Tasks and exercises:
[1] According to the PostgreSQL blog roundup, what does adding the extension to the shared preload libraries require?
[2] Extend the PostgreSQL blog roundup with a few sentences that pick up after its final sentence.

=== Page extract ===

So they did an example here where they had to set up a long-running query with a pg_sleep. And then they queried the view, essentially, pg_show_plans. So you see the actual query you're running. Here is the SELECT ALL from pg_show_plans. That's why this record is being returned. But then the next one is this, SELECT ALL from pg_stats. So you can see the exact query that's being used for this. So in the long-running query, you can get what that plan is for that query using this extension. So this is really great. I could see a lot of use cases where this could be beneficial. The only question is what's the performance hit like that they're going to cover in the next blog post. What would be interesting is that adding it to the shared preload libraries requires a restart, I wonder if there's a way to activate it or inactivate it that would just require reload, but a very interesting new extension. So if you want to learn more, go ahead and check out this blog post.
The next article is "Optimizing SQL - Step 1: EXPLAIN in PostgreSQL - Part 1". This is from highgo.ca. This is a basic post explaining how EXPLAIN works. So if you're using the extension from the previous post, this can tell you how to interpret the results. So they start from a very basic start explaining how the query processing works, running through each of the stages. It shows you a basic EXPLAIN command and then goes over and explains the different outputs and what they mean. They also cover things like you need to be sure that your table is analyzed to get the most accurate reporting when doing an EXPLAIN.
And also that EXPLAIN ANALYZE actually runs the query for you. But what's also interesting in the last part of this blog post is that they're building a query from a given plan output so that they're looking at the plane and then reverse engineering what that query is and telling you how you go through and do it. So I've never seen this used before, but it is an interesting technique to really kind of get to understand EXPLAIN output. So if you're interested in learning more about this, definitely check out this blog post.
The next piece of content also from highgo.ca is "Atomic commit and Atomic visibility for PostgreSQL. Explained!". So this is talking about the future where we want to move towards a scale-out scenario where there are multiple PostgreSQL instances that essentially are acting as a common database and you're using Foreign Data Wrappers and storing part of the data on each of those PostgreSQL instances. Well, in that scenario, you're going to want to have an atomic commit. So basically you have a commit that occurs across multiple foreign servers, essentially.
So they go through the process and explain why that's important, where you're going to have to do a prepared transaction in each of them. They're calling participants, but they could be the foreign servers. They're going to return a result and then they're going to go ahead and commit or roll back the terms of the decision resulting in the result of that transaction. So essentially a two-phase commit and how you need that to happen at an atomic level. All or nothing. Then he talked about atomic visibility, meaning when you do a query, you want atomic visibility across the different foreign servers, and how this is a feature that's going to be important.

=== Record excerpts ===

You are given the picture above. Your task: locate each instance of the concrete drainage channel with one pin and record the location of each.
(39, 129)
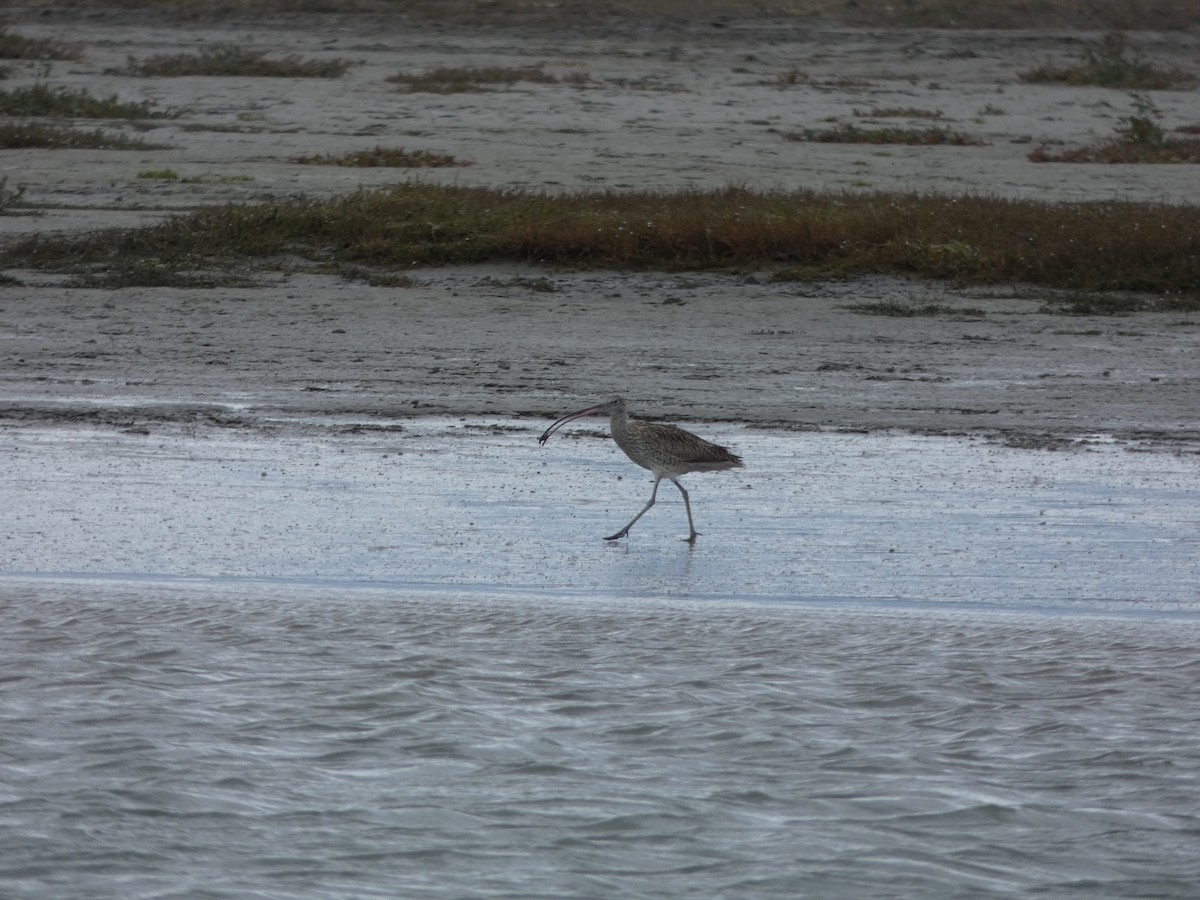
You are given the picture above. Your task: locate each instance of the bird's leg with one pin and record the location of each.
(624, 531)
(687, 505)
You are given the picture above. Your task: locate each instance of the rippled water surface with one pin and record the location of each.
(400, 666)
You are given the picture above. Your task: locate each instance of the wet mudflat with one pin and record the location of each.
(477, 503)
(401, 661)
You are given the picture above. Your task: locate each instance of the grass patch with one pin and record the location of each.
(11, 197)
(853, 135)
(899, 113)
(160, 174)
(1110, 64)
(151, 274)
(382, 156)
(231, 60)
(15, 136)
(21, 47)
(373, 276)
(43, 100)
(1140, 139)
(463, 79)
(898, 310)
(1114, 151)
(1085, 246)
(1117, 304)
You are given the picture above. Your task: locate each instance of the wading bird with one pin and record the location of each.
(665, 450)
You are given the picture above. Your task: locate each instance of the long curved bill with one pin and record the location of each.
(569, 417)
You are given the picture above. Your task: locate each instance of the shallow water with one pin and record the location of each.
(406, 665)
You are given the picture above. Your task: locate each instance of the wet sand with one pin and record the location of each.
(687, 106)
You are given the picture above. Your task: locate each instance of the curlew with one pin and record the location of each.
(665, 450)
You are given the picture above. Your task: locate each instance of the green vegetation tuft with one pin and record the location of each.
(1084, 246)
(382, 156)
(231, 60)
(853, 135)
(43, 100)
(460, 81)
(1108, 64)
(15, 136)
(19, 47)
(898, 310)
(1140, 138)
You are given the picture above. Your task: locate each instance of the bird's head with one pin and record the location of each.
(615, 406)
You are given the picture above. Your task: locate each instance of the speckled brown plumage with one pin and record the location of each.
(665, 450)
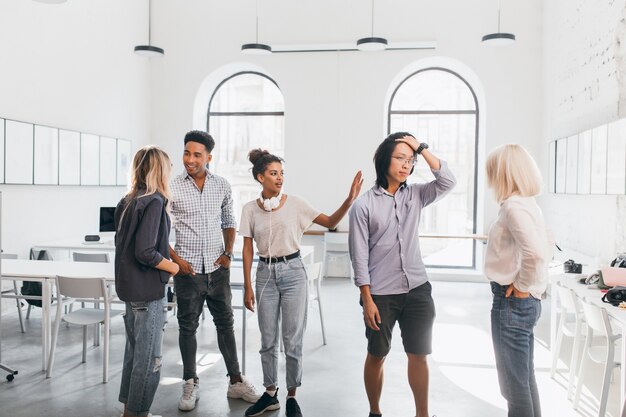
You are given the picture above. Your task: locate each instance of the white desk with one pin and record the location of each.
(46, 271)
(594, 296)
(107, 245)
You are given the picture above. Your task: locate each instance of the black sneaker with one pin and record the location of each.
(292, 408)
(265, 403)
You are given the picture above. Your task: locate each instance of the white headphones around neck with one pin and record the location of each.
(270, 204)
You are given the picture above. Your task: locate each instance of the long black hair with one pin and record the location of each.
(260, 159)
(382, 157)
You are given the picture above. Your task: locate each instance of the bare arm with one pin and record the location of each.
(333, 220)
(229, 240)
(370, 310)
(248, 253)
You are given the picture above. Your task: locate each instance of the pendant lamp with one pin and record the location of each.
(149, 50)
(372, 43)
(499, 38)
(256, 48)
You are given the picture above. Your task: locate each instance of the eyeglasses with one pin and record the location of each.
(409, 161)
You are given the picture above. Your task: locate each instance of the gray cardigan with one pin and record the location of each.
(142, 228)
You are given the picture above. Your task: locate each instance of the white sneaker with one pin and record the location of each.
(244, 390)
(190, 395)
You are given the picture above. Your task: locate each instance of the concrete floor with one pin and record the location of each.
(463, 378)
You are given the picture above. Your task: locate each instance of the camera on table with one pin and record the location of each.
(571, 267)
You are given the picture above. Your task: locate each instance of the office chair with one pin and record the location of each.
(314, 276)
(336, 246)
(598, 323)
(69, 289)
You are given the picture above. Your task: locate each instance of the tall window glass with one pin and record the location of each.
(440, 107)
(246, 111)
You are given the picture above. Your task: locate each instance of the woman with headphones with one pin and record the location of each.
(276, 222)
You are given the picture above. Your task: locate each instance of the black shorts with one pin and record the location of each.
(414, 311)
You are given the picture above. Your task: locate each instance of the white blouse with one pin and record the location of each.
(519, 247)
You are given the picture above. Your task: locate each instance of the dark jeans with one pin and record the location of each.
(512, 323)
(192, 291)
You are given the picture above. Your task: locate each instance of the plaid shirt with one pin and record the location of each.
(199, 217)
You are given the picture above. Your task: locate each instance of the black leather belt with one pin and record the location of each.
(280, 258)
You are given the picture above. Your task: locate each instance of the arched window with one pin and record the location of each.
(440, 108)
(246, 111)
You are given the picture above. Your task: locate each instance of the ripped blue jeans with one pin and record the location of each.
(145, 323)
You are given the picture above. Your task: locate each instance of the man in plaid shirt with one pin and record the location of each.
(205, 233)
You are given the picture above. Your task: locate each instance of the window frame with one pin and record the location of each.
(224, 81)
(476, 112)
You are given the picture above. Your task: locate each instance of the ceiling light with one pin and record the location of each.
(149, 50)
(499, 38)
(256, 48)
(349, 47)
(372, 43)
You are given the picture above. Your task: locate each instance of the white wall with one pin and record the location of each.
(585, 79)
(335, 102)
(70, 66)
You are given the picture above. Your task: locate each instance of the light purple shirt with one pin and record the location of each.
(383, 238)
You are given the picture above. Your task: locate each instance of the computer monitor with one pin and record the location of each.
(107, 223)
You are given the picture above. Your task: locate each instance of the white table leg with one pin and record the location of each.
(45, 322)
(553, 309)
(622, 371)
(244, 331)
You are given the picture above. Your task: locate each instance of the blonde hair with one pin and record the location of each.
(151, 172)
(512, 171)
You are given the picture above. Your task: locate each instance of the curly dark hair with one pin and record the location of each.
(260, 159)
(382, 157)
(201, 137)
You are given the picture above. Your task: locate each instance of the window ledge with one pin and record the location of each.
(454, 274)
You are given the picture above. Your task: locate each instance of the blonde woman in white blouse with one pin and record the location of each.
(516, 262)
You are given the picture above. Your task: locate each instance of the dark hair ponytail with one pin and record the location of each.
(382, 157)
(260, 159)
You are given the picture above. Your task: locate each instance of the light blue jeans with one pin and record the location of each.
(145, 324)
(281, 290)
(512, 323)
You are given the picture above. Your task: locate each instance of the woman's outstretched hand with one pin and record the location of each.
(355, 188)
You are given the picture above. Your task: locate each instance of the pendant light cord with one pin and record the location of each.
(499, 7)
(372, 18)
(149, 24)
(257, 21)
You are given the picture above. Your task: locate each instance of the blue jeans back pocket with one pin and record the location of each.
(523, 313)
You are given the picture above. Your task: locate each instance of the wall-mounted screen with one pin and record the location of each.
(598, 160)
(46, 155)
(584, 162)
(107, 219)
(69, 157)
(89, 159)
(18, 152)
(108, 160)
(616, 158)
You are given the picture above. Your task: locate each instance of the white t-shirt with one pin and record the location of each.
(288, 223)
(520, 246)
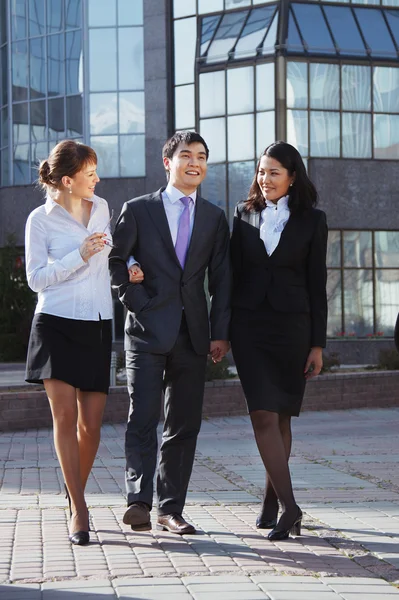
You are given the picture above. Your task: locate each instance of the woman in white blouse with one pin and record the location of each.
(67, 245)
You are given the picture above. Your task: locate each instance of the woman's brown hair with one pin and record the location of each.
(66, 159)
(302, 194)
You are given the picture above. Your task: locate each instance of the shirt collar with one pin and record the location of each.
(174, 194)
(282, 204)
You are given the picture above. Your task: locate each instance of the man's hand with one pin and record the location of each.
(314, 362)
(219, 349)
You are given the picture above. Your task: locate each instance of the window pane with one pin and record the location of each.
(185, 35)
(334, 249)
(38, 130)
(357, 249)
(132, 155)
(297, 85)
(36, 17)
(213, 188)
(314, 29)
(130, 12)
(106, 148)
(240, 90)
(214, 132)
(297, 130)
(74, 62)
(324, 85)
(56, 126)
(358, 301)
(345, 30)
(131, 112)
(212, 94)
(102, 59)
(241, 143)
(375, 32)
(386, 89)
(103, 113)
(54, 16)
(254, 31)
(387, 249)
(37, 68)
(324, 134)
(184, 107)
(73, 14)
(356, 135)
(102, 13)
(226, 36)
(265, 86)
(265, 131)
(183, 8)
(334, 298)
(386, 136)
(131, 58)
(74, 110)
(19, 71)
(387, 300)
(240, 179)
(56, 74)
(356, 87)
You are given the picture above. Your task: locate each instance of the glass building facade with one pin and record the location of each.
(71, 69)
(324, 76)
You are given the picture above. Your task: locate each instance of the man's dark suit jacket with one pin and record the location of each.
(293, 278)
(155, 306)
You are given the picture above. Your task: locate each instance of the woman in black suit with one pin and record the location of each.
(278, 329)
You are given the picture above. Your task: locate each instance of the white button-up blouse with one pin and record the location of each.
(67, 286)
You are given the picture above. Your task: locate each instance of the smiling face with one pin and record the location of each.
(187, 167)
(273, 179)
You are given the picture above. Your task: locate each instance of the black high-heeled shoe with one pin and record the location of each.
(294, 528)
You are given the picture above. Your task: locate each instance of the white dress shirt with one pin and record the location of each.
(173, 209)
(67, 286)
(273, 219)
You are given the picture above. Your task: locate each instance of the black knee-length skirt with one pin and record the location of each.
(270, 349)
(77, 352)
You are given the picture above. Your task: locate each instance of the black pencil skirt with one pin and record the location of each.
(270, 349)
(77, 352)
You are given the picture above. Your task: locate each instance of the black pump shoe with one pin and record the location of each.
(294, 528)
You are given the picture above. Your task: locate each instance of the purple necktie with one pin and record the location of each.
(183, 232)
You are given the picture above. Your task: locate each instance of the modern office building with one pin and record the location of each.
(122, 75)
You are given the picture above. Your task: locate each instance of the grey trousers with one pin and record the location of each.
(180, 374)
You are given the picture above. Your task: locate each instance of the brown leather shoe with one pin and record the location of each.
(138, 516)
(175, 524)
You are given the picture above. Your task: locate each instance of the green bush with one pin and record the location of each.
(388, 360)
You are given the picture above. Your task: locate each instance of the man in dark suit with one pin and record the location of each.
(176, 237)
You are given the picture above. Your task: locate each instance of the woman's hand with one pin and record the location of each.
(92, 245)
(136, 275)
(314, 362)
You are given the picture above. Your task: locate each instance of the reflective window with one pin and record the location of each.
(102, 13)
(386, 89)
(356, 87)
(212, 94)
(265, 86)
(226, 35)
(240, 90)
(324, 85)
(131, 58)
(324, 134)
(386, 136)
(103, 59)
(297, 85)
(240, 138)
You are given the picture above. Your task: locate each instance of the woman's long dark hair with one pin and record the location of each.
(302, 194)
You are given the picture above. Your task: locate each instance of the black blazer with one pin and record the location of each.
(155, 306)
(293, 278)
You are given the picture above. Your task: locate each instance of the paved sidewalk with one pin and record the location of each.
(346, 480)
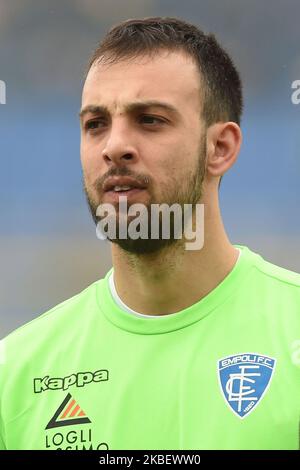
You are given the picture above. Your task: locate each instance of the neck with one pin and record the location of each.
(175, 278)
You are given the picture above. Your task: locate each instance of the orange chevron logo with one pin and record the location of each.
(69, 412)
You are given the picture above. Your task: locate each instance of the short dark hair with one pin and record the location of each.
(221, 84)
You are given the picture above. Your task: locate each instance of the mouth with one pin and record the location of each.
(123, 186)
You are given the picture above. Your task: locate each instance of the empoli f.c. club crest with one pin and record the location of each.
(244, 379)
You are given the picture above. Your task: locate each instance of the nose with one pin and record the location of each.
(119, 148)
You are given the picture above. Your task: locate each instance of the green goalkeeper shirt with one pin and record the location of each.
(223, 373)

===

Outputs by task:
[1] A restart.

[2]
Again, they graphically demonstrate you have one DB node here, a second here, and then depending on where different things happen, you could have a commit occur at a different timeline. You want this visibility to be atomic. So you need to know whether something has been committed or not across the whole cluster of machines and then they go into a little bit about global snapshots. So again, this is kind of forward-looking and planning for this feature. So if you're interested in that, definitely check out this blog post.
The next piece of content is "What's going on with Postgres?" This is from mydbanotebook.org and this is a follow-up post to the one that was mentioned last time: "Where is Postgres running?". This one is basically how he interprets determining what's wrong with Postgres if you look in the log file. He says on Debian and friends, like Ubuntu, it's quite easy. You just run this command to find out where the log file is. It gives the output of pg_lsclusters and gives you exactly where the log file is. However, for Red Hat and friends, it's a little bit harder and it goes through some different techniques you can use to determine where the log file is. And he even has this flowchart helping you to determine it. So it definitely seems to be a lot easier to do this with a Debian. So if you're interested in learning more, check out this blog post.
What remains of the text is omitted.